◆ Kısa alıştırma: Aşağıdaki listenin tamamını satır satır, hiçbir şeyini değiştirmeden kopyala. Resimleri cevaba koyma.

◆ Alıştırma için malzeme:

■ ■ ■ ■ ■

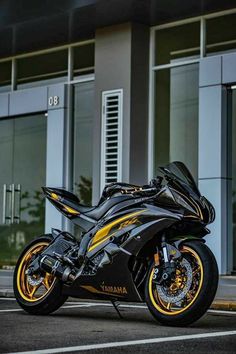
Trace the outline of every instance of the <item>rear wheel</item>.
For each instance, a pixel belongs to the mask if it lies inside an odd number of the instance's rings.
[[[154,264],[146,280],[146,302],[162,324],[189,325],[210,307],[218,285],[218,268],[210,249],[201,242],[187,242],[181,248],[175,279],[168,285],[153,279]],[[155,277],[154,277],[155,278]]]
[[[57,310],[67,299],[62,295],[62,283],[49,273],[27,275],[33,259],[49,245],[48,235],[32,241],[20,255],[14,271],[13,287],[17,302],[28,313],[46,315]]]

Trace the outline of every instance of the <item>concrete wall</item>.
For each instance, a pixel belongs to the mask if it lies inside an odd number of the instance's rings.
[[[228,151],[227,86],[236,82],[236,54],[204,58],[199,74],[199,187],[214,205],[216,220],[207,244],[219,271],[232,271],[233,240],[229,189],[232,176]],[[229,130],[228,130],[229,129]],[[235,252],[235,250],[234,250]]]
[[[57,104],[50,97],[58,97]],[[49,102],[50,101],[50,102]],[[49,104],[50,103],[50,104]],[[0,94],[0,117],[47,112],[46,185],[64,184],[64,125],[66,119],[66,87],[64,84],[37,87]],[[33,148],[33,146],[32,146]],[[63,228],[64,217],[51,203],[46,202],[45,232],[52,227]]]

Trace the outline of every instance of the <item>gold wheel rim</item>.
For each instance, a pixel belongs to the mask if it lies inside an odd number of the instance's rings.
[[[203,264],[202,261],[199,257],[199,255],[197,254],[197,252],[195,252],[192,248],[188,247],[188,246],[183,246],[181,252],[191,255],[192,258],[194,259],[195,264],[197,265],[196,270],[193,272],[195,274],[193,274],[193,277],[197,277],[197,284],[195,283],[195,287],[193,289],[194,294],[192,293],[187,293],[186,297],[188,297],[187,303],[183,308],[173,308],[171,303],[167,303],[165,301],[163,301],[163,299],[161,299],[158,291],[156,289],[154,289],[155,284],[153,284],[152,278],[153,278],[153,272],[154,272],[154,268],[150,274],[150,278],[149,278],[149,285],[148,285],[148,290],[149,290],[149,296],[151,299],[151,302],[153,304],[153,306],[161,313],[163,313],[164,315],[168,315],[168,316],[174,316],[174,315],[178,315],[180,313],[183,313],[184,311],[186,311],[197,299],[199,292],[202,288],[202,284],[203,284]],[[194,281],[196,281],[196,279],[193,278]]]
[[[27,274],[25,274],[32,257],[41,253],[48,246],[49,242],[43,241],[32,246],[23,256],[17,270],[17,289],[20,296],[28,302],[36,302],[43,299],[52,289],[56,278],[46,273],[42,282],[38,285],[31,285],[28,282]]]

■ ■ ■ ■ ■

◆ Alıştırmanın çözümü:
Trace the outline of every instance of the <item>rear wheel</item>.
For each instance, a pixel belongs to the mask if it lies inside an odd number of the instance's rings.
[[[154,264],[146,280],[146,302],[162,324],[189,325],[210,307],[218,285],[218,268],[210,249],[201,242],[187,242],[181,248],[175,279],[168,285],[153,279]],[[155,277],[154,277],[155,278]]]
[[[57,310],[67,299],[62,295],[62,283],[49,273],[27,275],[33,259],[49,245],[48,235],[32,241],[20,255],[14,271],[13,287],[17,302],[28,313],[46,315]]]

Trace the outline of every instance of the <item>concrete wall</item>.
For each instance, a pixel belongs to the mask if it lies inside an odd number of the instance's rings.
[[[228,151],[227,86],[236,82],[236,54],[204,58],[199,74],[199,187],[214,205],[216,220],[207,244],[219,271],[232,271],[233,240],[229,189],[232,176]],[[229,130],[228,130],[229,129]],[[235,252],[235,250],[234,250]]]
[[[57,104],[50,97],[58,97]],[[49,102],[50,101],[50,102]],[[49,104],[50,103],[50,104]],[[0,94],[0,117],[47,112],[46,185],[64,184],[64,125],[66,119],[66,87],[64,84],[37,87]],[[33,148],[33,146],[32,146]],[[63,228],[64,217],[51,203],[46,202],[45,232],[52,227]]]

Trace the outline of every instance of the <item>gold wheel rim</item>.
For each instance, a pixel belongs to the mask if it lies inside an odd number of the instance's rings.
[[[203,264],[202,261],[199,257],[199,255],[197,254],[197,252],[195,252],[192,248],[188,247],[188,246],[183,246],[181,252],[191,255],[192,258],[194,259],[195,264],[197,265],[196,270],[193,272],[195,274],[193,274],[193,277],[197,277],[197,284],[195,283],[195,287],[193,289],[194,294],[192,293],[187,293],[186,297],[188,297],[187,303],[183,308],[173,308],[171,303],[167,303],[165,301],[163,301],[163,299],[161,299],[158,291],[156,289],[154,289],[155,284],[153,284],[152,278],[153,278],[153,272],[154,272],[154,268],[150,274],[150,278],[149,278],[149,285],[148,285],[148,290],[149,290],[149,296],[151,299],[151,302],[153,304],[153,306],[161,313],[163,313],[164,315],[168,315],[168,316],[174,316],[174,315],[178,315],[180,313],[183,313],[184,311],[186,311],[197,299],[199,292],[202,288],[202,284],[203,284]],[[194,281],[196,281],[196,279],[193,278]]]
[[[27,274],[25,274],[32,257],[41,253],[48,246],[49,242],[43,241],[32,246],[23,256],[17,270],[17,289],[20,296],[28,302],[36,302],[43,299],[52,289],[56,278],[46,273],[42,282],[38,285],[31,285],[28,282]]]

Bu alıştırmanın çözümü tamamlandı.